Im Gegensatz zu dieser die „Natur" des Menschen betonenden Ideologie sehen die Linken den Menschen als vor allem durch seine Geschichte und seine Umwelt, besonders aber durch die ökonomischen Bedingungen seiner Existenz geprägt und daher durch strukturelle Veränderungen und bewußte Erziehung wandelbar an. 2. Diesem Denkansatz entsprechend fehlt auf Seiten der Linken — trotz aller an der Haltung der kommunistischen Staaten orientierten Kritik an dem angeblichen Imperialismus der Israelis gegen ihre arabischen Nachbarstaaten — der Antisemitismus, der in der NPD eine, wenn auch von der Parteiführung aus Opportunitätsgründen zurückgedrängte, unterschwellige Strömung ausmacht. Typisch dafür ist etwa die Äußerung, daß der Antisemitismus der nationalsozialistischen Ära auf dem Verdacht beruht habe, „daß das russische Judentum sowie jüdische Bankhäuser in Amerika bei der Entstehung des Bolschewismus eine entscheidende Rolle gespielt hätten", oder daß der Eintritt der USA in den Zweiten Weltkrieg „auf das Wirken bestimmter antifaschistischer und antigermanjstischer Juden" zurückzuführen sei
Solche Südenbocktheorien gibt es kaum auf seifen der Neuen Linken, insofern sie gesellschaftlich-strukturelle Ursachen für Mißstände verantwortlich macht und ihre Veränderung fordert. Jedoch finden sich bei ihren weniger reflektierenden Vertretern Tendenzen, die Kritik an bestimmten Erscheinungsformen unserer Gesellschaft, wie der Pressekonzentration, zu personalisieren und einzelne, wie Springer oder die die radikalen Studenten angeblich im entscheidenden Moment verratenden „Scheinliberalen" Professoren, als Objekte für Aggressionen aufzubauen.

• Bereitgestellte Daten:
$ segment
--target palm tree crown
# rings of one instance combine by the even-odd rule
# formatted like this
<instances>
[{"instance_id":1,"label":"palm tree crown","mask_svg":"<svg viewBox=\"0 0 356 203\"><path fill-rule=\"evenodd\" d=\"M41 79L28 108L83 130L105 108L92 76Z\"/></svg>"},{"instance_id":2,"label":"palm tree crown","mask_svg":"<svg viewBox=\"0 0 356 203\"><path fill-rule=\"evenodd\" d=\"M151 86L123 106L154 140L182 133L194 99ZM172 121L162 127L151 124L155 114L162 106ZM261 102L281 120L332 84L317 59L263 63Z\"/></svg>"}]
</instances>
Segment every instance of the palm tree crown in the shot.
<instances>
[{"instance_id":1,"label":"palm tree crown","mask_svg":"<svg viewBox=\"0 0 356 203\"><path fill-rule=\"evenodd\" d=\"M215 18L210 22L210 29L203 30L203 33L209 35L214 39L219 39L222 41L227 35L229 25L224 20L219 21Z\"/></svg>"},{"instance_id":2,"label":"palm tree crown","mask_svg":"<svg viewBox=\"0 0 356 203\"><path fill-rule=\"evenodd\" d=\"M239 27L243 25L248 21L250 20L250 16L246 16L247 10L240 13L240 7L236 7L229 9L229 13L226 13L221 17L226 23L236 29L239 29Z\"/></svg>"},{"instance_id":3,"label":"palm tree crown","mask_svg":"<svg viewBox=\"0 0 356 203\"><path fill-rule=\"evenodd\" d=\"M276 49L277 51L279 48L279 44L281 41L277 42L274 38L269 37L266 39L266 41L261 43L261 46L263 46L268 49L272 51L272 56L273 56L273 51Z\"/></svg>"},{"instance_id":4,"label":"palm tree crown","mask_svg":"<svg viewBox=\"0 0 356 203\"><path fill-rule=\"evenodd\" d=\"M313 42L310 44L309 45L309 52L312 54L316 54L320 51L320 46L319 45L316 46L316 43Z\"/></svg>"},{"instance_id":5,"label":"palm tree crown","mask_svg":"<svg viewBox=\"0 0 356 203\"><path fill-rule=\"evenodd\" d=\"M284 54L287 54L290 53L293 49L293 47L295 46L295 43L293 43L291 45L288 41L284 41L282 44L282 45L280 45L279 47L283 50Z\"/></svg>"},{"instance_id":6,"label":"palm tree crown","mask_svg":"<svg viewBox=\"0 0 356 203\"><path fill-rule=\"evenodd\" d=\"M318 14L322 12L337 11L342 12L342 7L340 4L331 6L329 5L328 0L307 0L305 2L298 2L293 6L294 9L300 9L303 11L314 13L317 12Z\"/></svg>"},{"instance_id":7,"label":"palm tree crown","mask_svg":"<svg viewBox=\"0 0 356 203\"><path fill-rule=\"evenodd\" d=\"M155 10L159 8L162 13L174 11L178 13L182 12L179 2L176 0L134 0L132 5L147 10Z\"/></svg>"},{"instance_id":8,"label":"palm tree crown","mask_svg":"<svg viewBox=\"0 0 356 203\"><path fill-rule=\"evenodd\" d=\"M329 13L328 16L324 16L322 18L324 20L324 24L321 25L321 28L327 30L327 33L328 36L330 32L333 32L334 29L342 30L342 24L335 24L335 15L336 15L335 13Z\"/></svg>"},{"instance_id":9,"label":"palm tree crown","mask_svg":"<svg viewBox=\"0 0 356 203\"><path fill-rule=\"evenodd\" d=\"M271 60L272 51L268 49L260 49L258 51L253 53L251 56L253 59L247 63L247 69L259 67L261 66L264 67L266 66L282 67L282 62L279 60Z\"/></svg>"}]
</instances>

• Aufgabe:
Beantworte anhand des Ausgangstexts:
1. Wodurch ist der Mensch nach Ansicht der Linken vor allem geprägt?
2. Was bildet in der NPD eine unterschwellige Strömung?
3. Welche Erscheinungsform unserer Gesellschaft wird als Beispiel für die Kritik der Neuen Linken genannt?
Die Einträge stammen aus einer anderen Quelle als der Ausgangstext.

• Lösung:
1. Durch seine Geschichte und seine Umwelt, besonders aber durch die ökonomischen Bedingungen seiner Existenz.
2. Der Antisemitismus.
3. Die Pressekonzentration.